-- Task item --
Repeat exactly the line containing "Target: spotlight" and every line after it in the entries, and nothing besides.

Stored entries

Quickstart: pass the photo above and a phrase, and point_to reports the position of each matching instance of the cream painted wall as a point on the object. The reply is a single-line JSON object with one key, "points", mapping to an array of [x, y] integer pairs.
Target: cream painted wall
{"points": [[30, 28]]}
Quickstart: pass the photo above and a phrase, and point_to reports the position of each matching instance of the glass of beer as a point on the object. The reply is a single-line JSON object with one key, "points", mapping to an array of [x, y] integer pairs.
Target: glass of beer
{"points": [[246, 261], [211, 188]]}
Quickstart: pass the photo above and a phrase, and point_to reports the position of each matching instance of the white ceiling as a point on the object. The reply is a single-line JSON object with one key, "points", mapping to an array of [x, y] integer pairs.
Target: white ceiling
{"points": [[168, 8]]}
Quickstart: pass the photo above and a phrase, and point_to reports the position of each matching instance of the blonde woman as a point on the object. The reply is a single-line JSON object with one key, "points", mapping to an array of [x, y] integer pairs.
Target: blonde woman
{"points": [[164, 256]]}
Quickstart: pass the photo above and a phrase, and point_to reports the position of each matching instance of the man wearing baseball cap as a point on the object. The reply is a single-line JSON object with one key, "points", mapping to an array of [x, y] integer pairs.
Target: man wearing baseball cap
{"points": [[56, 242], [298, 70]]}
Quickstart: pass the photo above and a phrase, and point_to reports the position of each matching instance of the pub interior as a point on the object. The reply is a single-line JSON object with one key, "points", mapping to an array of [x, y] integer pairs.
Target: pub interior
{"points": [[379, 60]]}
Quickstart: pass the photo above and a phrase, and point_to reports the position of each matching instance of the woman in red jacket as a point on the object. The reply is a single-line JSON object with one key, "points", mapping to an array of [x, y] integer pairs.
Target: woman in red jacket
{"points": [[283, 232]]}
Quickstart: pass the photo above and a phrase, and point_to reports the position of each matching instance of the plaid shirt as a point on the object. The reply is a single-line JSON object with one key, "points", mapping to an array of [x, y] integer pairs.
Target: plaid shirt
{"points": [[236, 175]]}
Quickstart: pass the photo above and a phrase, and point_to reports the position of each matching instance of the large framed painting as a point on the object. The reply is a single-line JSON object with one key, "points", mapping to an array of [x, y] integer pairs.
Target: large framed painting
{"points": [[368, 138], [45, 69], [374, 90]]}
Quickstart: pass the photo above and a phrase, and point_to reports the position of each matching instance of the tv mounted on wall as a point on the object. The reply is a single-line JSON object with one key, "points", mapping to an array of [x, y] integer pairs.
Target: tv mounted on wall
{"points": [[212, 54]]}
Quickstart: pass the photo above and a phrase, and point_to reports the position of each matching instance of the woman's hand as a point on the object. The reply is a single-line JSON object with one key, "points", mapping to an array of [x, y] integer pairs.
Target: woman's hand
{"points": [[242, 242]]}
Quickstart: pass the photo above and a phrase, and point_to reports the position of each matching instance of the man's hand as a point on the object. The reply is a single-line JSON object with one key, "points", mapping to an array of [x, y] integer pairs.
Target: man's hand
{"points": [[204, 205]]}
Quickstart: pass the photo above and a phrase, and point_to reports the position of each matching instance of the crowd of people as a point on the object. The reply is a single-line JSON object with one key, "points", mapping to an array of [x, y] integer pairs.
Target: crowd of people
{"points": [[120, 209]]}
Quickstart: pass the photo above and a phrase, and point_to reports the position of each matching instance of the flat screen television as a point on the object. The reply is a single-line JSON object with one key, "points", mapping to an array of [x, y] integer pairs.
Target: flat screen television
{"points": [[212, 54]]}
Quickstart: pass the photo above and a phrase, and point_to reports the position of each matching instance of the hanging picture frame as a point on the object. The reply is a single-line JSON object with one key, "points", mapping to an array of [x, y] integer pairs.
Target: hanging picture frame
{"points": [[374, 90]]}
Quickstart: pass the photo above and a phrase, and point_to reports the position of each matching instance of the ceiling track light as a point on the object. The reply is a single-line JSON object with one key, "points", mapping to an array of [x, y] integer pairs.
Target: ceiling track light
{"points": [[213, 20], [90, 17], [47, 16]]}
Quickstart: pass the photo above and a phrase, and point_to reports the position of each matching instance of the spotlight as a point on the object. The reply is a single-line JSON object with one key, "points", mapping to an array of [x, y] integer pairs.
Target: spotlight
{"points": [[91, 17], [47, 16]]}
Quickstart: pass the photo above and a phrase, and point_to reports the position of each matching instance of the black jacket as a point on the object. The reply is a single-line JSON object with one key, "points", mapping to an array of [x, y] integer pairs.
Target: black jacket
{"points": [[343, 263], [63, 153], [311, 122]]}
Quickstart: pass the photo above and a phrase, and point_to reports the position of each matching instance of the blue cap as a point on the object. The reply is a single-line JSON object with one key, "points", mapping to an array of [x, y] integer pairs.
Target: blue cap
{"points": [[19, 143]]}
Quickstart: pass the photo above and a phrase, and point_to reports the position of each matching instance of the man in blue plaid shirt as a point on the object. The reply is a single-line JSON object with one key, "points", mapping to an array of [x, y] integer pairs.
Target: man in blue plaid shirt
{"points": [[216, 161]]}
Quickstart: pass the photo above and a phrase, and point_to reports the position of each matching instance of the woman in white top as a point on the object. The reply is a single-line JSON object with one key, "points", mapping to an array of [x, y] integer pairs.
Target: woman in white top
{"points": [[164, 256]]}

-- Task solution --
Target: spotlight
{"points": [[91, 17], [47, 16]]}
Quickstart: pass the photo above and a phrase, and point_to reports the position of each matching instance of the black jacket as a point on the object. The reply is a single-line JSON object with one key, "points", mapping to an array of [x, y] integer pairs.
Target: black jacket
{"points": [[343, 263], [63, 153], [311, 122]]}
Quickstart: pass the photo above and a phrase, and point_to reports the position of each matching instance of the blue cap as a point on the object. The reply is a single-line JSON object with one key, "points", mapping to an array of [x, y] integer pairs.
Target: blue cap
{"points": [[19, 143]]}
Quickstart: pass the photo above and a phrase, and point_to reports the position of each matching instance of the man in blue plaid shirt as a point on the object. The reply is a single-line JSON object with one key, "points", mapping to an array of [x, y] integer pairs.
Target: man in blue plaid shirt
{"points": [[216, 161]]}
Quickstart: pass the photo above and a phrase, and point_to reports the position of each matching instance of the woman in white top as a point on the object. The reply is a single-line JSON object with one key, "points", mapping to an array of [x, y] integer pairs.
Target: woman in white top
{"points": [[164, 256]]}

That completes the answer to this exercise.